-- Text segment start --

Can a point of local minimum be a point of inflection? 
I am having little confusion regarding this graph , as we see that just before close to zero and to the right of zero the function changes its sign from negative to positive so then how come $x=0$ is a point of inflection. According to me $x=0$ should be a point of local minimum here .
 A: The first derivative of the function must take different signed values at two sides of the local minimum point. 
This is not satisfied in the example above. Here, $(0,0)$ is an inflection point because $f''$ changes its sign at $x=0$.
A: Let's try to clear things up.

At the graph you are given the graph of the function $f(x)=x^3$. It is apparently differentiable on $\mathbb{R}$ as polynomial with a derivative of $f'(x)=3x^2 \geq 0$. Note that $f'(x)=0 \Leftrightarrow x=0$. One could speculate here that $x=0$ is an extrema value for $f$. No, this is not the case because the derivative does not change sign around $0$.
Hence $f$ is stricly increasing on $\mathbb{R}$. Now $f'$ is again differentiable as a polynomial. Differentiating once more we get that $f''(x)=6x$. Now, we note that $f''(x)=0 \Leftrightarrow 6x =0 \Leftrightarrow x =0$.
We also see that around zero the second derivative changes sign , meaning that $f$ has an inflection point at $x=0$ according to a known theorem
Regarding your question if a function has an extrema value at $x_0$ then at that value cannot have an inflection point and vice versa.
Proof
I leave the details up to you, but you may begin from $f''$ and study the monotony of $f$. You'll also use the process of elimination. Also you will use Fermat's theorem since $x_0$ is an internal point. 
P.S 1: If for a function $f$ holds that $f'(x_0)=0$ then $x_0$ is not necessarily an extrema value of $f$. See $f(x)=x^3$.
P.S 2: Same holds if $f''(x_0)=0$ then it is not necessary an inflection point.
Hope this clears things up a bit.

-- Text segment end --

Instruction
In the forum thread on local minima and inflection points, what is the second derivative of the function shown in the graph?

-- Stored records start --

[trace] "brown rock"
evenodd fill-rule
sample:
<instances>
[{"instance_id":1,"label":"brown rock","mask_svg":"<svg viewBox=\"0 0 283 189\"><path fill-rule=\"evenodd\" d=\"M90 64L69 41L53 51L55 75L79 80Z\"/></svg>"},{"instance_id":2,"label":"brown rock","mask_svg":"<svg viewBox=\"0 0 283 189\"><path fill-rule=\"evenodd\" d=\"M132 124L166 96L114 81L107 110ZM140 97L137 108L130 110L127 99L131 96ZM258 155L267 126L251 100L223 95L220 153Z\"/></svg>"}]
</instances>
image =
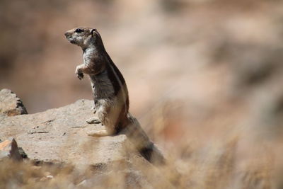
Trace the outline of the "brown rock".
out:
<instances>
[{"instance_id":1,"label":"brown rock","mask_svg":"<svg viewBox=\"0 0 283 189\"><path fill-rule=\"evenodd\" d=\"M79 100L35 114L0 115L0 138L16 137L29 159L38 162L96 165L127 159L129 142L125 135L100 138L87 135L88 131L103 127L86 122L93 116L93 103Z\"/></svg>"},{"instance_id":2,"label":"brown rock","mask_svg":"<svg viewBox=\"0 0 283 189\"><path fill-rule=\"evenodd\" d=\"M4 88L0 91L0 113L13 116L28 114L21 99L11 90Z\"/></svg>"}]
</instances>

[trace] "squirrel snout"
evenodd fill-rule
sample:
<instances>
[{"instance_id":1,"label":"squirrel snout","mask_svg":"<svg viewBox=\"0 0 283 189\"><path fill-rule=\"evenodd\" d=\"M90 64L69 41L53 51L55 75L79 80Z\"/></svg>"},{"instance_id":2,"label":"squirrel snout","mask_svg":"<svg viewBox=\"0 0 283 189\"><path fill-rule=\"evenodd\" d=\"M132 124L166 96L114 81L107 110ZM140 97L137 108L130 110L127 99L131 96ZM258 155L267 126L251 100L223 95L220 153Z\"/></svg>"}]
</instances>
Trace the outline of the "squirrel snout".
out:
<instances>
[{"instance_id":1,"label":"squirrel snout","mask_svg":"<svg viewBox=\"0 0 283 189\"><path fill-rule=\"evenodd\" d=\"M71 37L71 33L69 32L66 32L64 35L65 35L66 38L68 38Z\"/></svg>"}]
</instances>

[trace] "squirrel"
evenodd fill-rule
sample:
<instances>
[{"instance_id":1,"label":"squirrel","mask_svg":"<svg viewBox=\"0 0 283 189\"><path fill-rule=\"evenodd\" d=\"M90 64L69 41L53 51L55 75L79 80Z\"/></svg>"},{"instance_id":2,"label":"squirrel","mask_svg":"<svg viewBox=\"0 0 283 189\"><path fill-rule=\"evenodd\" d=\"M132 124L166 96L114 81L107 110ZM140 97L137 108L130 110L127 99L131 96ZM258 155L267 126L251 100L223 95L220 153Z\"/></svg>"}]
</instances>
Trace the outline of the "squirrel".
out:
<instances>
[{"instance_id":1,"label":"squirrel","mask_svg":"<svg viewBox=\"0 0 283 189\"><path fill-rule=\"evenodd\" d=\"M149 139L137 120L129 113L129 94L126 82L118 68L107 53L100 35L96 29L79 27L65 33L67 39L81 47L83 63L76 68L79 79L83 74L91 79L94 98L94 113L98 119L88 123L100 122L105 127L91 131L89 136L103 137L125 134L134 147L147 161L164 164L161 151Z\"/></svg>"}]
</instances>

-- Stored records end --

Written answer
f''(x) = 6x